◆ FRAGMENTO DEL DOCUMENTO:
======
La espada en la palabra

En Nicaragua llueve sangre


Que la ola populista del socialismo del Siglo XXI (que así se llamó a sí mismo este proceso político latinoamericano) está ya en franca decadencia, es cosa patente, y decir esto no es, como algunos creen, solo réplica testaruda de los que se oponen a ella. Pero que todavía hay mucho que hacer por extirpar de la realidad todo lo malo que dejó, es otra realidad de igual forma muy patente para los opositores, muchos de éstos inoperantes. Y hay mucho que hacer, ciertamente, como se dio cuenta Mauricio Macri, quien está intentando, con un gradualismo a primera vista inteligente y sobre bases consistentes, reintegrar a la Argentina a la economía del concierto internacional, dado que aquel país había quedado excluido del escenario económico por el populismo de los Kirchner. Lamentablemente algunos otros países, como Bolivia y Venezuela, aún se hallan en el camino de la búsqueda de respuestas. Y, lamentablemente, el final del camino a veces parece lejano.

Hoy muchos nicaragüenses están en la mira de los francotiradores, y el desfile de ataúdes, cuyo cortejo fúnebre tenía como trompeteros a los mismos funcionarios del gobierno de Nicaragua, se ha visto en pos de una caravana de paramilitares. Ha llovido sangre, o todavía llueve sangre.

La revolución de algunos revolucionarios nunca degeneró, sencillamente porque la revolución nació ya bastarda. No se malogró porque nació ya como una pantomima. Esto pasó cuando Daniel Ortega y Rosario Murillo llegaron al poder en 2016, tras unas elecciones a primera vista fraudulentas y mañosas. Los muertos de Managua, León y Jinopete aún están esperando el resultado por el que lucharon, y estoy seguro de que Sandino hubiese querido todo, incluso el peor derechismo, menos lo que se está viviendo ahora en su país.
======
◆ OBJETIVO DEL EJERCICIO: Según el fragmento del documento, ¿qué países aún se hallan en el camino de la búsqueda de respuestas?

◆ INFORMACIÓN PROPORCIONADA:
======
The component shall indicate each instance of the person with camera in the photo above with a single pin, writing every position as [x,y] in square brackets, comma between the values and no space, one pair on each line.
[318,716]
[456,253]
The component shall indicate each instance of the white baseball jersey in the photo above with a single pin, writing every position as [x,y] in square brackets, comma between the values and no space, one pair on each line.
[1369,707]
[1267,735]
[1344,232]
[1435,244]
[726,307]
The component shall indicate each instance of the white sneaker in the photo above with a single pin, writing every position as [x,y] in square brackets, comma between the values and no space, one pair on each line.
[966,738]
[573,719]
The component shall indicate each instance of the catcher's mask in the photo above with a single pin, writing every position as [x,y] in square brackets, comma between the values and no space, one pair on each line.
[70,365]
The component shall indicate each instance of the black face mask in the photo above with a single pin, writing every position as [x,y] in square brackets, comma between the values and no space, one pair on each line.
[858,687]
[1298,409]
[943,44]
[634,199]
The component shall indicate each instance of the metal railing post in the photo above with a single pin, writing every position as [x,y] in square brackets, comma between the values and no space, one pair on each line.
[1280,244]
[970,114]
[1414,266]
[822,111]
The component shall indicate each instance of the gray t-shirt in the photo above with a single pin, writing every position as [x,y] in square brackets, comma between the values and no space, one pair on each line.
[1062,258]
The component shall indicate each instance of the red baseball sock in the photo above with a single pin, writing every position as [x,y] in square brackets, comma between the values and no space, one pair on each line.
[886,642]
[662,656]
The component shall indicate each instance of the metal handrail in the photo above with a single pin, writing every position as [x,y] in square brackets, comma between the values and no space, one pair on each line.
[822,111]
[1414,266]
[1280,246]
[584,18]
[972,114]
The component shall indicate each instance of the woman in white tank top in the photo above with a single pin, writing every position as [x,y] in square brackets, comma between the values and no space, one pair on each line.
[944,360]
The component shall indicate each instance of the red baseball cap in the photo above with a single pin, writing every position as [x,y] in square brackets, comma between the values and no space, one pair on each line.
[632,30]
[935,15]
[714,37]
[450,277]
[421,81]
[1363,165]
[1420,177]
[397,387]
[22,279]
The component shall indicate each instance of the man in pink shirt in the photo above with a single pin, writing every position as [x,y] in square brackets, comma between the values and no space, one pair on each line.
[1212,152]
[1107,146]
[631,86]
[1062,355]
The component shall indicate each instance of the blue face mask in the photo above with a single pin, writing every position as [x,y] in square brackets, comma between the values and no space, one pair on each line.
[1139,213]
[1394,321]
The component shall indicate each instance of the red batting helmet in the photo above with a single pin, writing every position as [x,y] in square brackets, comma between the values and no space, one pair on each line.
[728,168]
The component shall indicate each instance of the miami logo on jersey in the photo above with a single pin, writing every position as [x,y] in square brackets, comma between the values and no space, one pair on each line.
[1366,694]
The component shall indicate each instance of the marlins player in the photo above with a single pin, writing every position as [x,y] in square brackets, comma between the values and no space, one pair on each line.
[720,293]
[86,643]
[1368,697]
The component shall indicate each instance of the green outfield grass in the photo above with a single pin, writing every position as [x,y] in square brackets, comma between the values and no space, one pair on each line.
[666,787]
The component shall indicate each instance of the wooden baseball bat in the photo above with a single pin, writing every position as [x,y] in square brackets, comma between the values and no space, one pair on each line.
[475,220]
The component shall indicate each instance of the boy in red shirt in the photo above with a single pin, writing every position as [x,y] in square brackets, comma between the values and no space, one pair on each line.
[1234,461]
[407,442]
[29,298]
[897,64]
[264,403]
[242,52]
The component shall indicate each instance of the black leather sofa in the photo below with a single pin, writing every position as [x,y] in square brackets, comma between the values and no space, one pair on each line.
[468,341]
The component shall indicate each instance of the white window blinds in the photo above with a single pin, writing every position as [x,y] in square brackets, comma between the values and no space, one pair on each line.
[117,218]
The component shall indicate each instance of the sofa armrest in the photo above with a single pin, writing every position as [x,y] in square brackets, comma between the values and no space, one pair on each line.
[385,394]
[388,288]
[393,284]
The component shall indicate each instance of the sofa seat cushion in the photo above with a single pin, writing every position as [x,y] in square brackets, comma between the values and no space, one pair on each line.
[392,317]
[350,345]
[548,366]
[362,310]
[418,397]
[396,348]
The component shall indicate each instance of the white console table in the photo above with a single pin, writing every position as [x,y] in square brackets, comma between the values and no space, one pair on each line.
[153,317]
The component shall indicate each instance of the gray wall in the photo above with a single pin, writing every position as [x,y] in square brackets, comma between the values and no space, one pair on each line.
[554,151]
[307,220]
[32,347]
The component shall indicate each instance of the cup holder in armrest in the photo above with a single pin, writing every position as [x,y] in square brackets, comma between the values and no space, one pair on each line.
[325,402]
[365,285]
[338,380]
======
◆ RESPUESTA ESPERADA: Bolivia y Venezuela.